Le cinquième principe montre que toute hétérotopie est fondée sur
un « système d’ouverture et de fermeture qui à la
fois les isole et les rend pénétrables ».
Des rites d’inspiration religieuse (hammams) ou des dispositions méticuleuses
d’inspiration sécuritaire (casernes, prisons) solennisent de fait
l’entrée dans l’espace hétérotopique ou la confisquent en la promettant
(fermes brésiliennes, chambres des motels américains).
Enfin, le sixième principe insiste sur la fonction propre de l’espace
hétérotopique dans sa relation à l’espace extérieur, soit dans la
forme de l’illusion (les maisons closes désignant comme
illusoire l’espace extérieur), soit dans la forme de la compensation
(les colonies s’organisant selon un ordre maniaque qui renvoie de
fait à l’imperfection de l’espace réel originaire).
(3) Il est significatif que ce texte précurseur pointe déjà le problèmes
des routes et des chemins de fer sur lequel reviendra Foucault, bien
que tout autrement, dans l’un de ses derniers textes : Espace,
savoir et pouvoir (DE, n° 310,1982).
(4) DE, n° 170 : Crise de la médecine ou de l’antimédecine
? , n° 196 : La naissance de la médecine sociale
et n° 229 : L’incorporation de l’hôpital dans
la technologie moderne (1974).
A ce cycle s’adjoindraient les n° 168 & 257 : La politique
de la santé au XVIIIe siècle) (1976 & 1979).
(5) On ne s’étonnera pas de trouver ici une référence si délibérément
positive et assumée au structuralisme.
Si Foucault a, par la suite, bruyamment et énergiquement dénié toute
appartenance au structuralisme, maint texte des DE montre clairement
que cette appartenance a été bien réelle, même si elle a été de courte
durée et a présenté, dès le début, plutôt des vertus strictement cantonnées
au seul domaine méthodologique.
Tout se passe alors comme si le structuralisme, jamais évoqué pour
ses vertus intrinsèques, avait été l’opérateur privilégié d’une mise
à distance des philosophies du sujet et valait surtout comme tel.

→ **Données sources**
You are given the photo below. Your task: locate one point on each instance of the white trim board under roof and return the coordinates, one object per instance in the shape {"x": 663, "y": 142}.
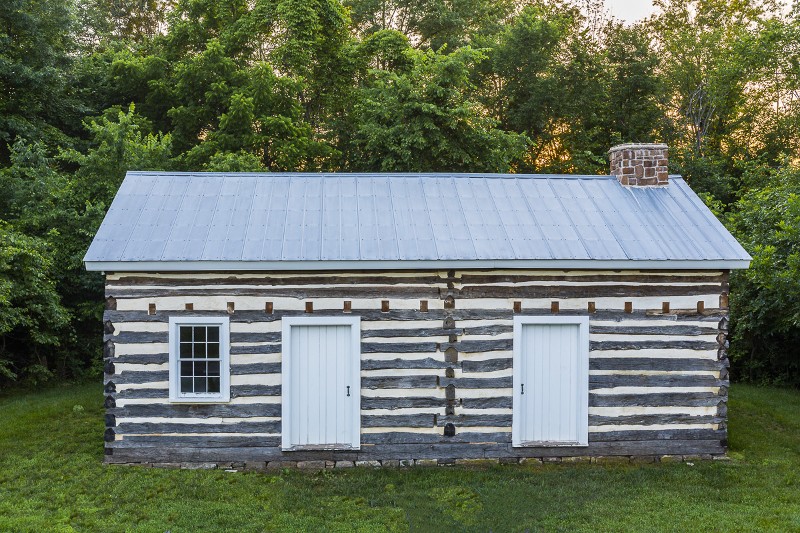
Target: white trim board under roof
{"x": 163, "y": 221}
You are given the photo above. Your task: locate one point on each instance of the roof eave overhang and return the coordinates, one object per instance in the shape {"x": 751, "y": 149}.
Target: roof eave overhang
{"x": 482, "y": 264}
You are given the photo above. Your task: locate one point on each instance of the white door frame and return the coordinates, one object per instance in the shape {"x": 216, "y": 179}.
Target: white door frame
{"x": 583, "y": 382}
{"x": 355, "y": 371}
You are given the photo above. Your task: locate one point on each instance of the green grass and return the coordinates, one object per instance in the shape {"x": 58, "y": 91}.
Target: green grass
{"x": 52, "y": 478}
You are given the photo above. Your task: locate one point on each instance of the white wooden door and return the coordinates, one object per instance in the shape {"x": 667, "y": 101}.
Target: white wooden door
{"x": 551, "y": 381}
{"x": 321, "y": 389}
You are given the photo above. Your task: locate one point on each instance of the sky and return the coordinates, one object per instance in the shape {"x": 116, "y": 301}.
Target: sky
{"x": 630, "y": 10}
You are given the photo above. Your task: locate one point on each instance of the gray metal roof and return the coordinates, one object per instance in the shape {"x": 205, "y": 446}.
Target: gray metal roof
{"x": 292, "y": 221}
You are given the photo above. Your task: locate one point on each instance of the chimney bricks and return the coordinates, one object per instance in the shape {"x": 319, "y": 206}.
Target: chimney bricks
{"x": 640, "y": 164}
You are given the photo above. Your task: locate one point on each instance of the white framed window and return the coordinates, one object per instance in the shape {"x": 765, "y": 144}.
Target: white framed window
{"x": 551, "y": 381}
{"x": 321, "y": 383}
{"x": 199, "y": 359}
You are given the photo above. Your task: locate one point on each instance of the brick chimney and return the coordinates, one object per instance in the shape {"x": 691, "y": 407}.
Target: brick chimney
{"x": 640, "y": 164}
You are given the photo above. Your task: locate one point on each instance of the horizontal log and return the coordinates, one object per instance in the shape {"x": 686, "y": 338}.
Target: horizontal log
{"x": 475, "y": 420}
{"x": 657, "y": 435}
{"x": 235, "y": 427}
{"x": 424, "y": 292}
{"x": 399, "y": 382}
{"x": 398, "y": 347}
{"x": 130, "y": 377}
{"x": 142, "y": 358}
{"x": 669, "y": 278}
{"x": 205, "y": 441}
{"x": 583, "y": 291}
{"x": 501, "y": 402}
{"x": 658, "y": 380}
{"x": 427, "y": 363}
{"x": 376, "y": 315}
{"x": 651, "y": 420}
{"x": 272, "y": 280}
{"x": 255, "y": 368}
{"x": 652, "y": 345}
{"x": 476, "y": 383}
{"x": 408, "y": 421}
{"x": 653, "y": 330}
{"x": 381, "y": 451}
{"x": 666, "y": 399}
{"x": 400, "y": 437}
{"x": 238, "y": 349}
{"x": 197, "y": 411}
{"x": 487, "y": 365}
{"x": 237, "y": 391}
{"x": 420, "y": 402}
{"x": 653, "y": 363}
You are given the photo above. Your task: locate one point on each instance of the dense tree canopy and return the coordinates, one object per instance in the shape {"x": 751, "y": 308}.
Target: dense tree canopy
{"x": 92, "y": 88}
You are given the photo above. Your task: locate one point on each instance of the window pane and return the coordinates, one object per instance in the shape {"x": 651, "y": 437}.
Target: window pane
{"x": 199, "y": 350}
{"x": 213, "y": 349}
{"x": 200, "y": 385}
{"x": 186, "y": 349}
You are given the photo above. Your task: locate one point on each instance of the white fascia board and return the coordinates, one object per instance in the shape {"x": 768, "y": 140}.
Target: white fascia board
{"x": 558, "y": 264}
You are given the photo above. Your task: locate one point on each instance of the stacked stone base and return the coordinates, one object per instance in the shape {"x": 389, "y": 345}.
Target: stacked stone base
{"x": 406, "y": 463}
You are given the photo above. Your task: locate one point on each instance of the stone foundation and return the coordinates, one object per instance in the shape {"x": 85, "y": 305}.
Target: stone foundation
{"x": 393, "y": 463}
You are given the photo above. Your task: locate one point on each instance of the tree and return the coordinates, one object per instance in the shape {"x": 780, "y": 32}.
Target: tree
{"x": 425, "y": 120}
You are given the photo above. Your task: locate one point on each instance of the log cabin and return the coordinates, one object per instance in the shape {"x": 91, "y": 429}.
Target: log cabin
{"x": 340, "y": 319}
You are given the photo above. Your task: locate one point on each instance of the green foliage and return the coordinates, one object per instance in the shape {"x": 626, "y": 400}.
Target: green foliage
{"x": 766, "y": 298}
{"x": 92, "y": 88}
{"x": 424, "y": 120}
{"x": 758, "y": 489}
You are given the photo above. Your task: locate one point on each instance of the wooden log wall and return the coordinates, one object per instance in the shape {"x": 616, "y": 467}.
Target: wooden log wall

→ **Consignes**
[a] Répondez à ces questions d'après l'extrait :
(i) Quels lieux l'extrait donne-t-il en exemple de rites d'inspiration religieuse ?
(ii) Quel est le titre du texte de Foucault qui porte le n° 310 des DE ?
(iii) À quel domaine les vertus du structuralisme ont-elles été cantonnées, selon l'extrait ?
[b] Traduisez en anglais cette phrase de l'extrait : « On ne s’étonnera pas de trouver ici une référence si délibérément positive et assumée au structuralisme. »
Les items n'ont aucun rapport avec l'extrait.

→ **Liste des solutions**
[a]
(i) Les hammams.
(ii) Espace, savoir et pouvoir (1982).
(iii) Au seul domaine méthodologique.

[b] It will come as no surprise to find here such a deliberately positive and openly embraced reference to structuralism.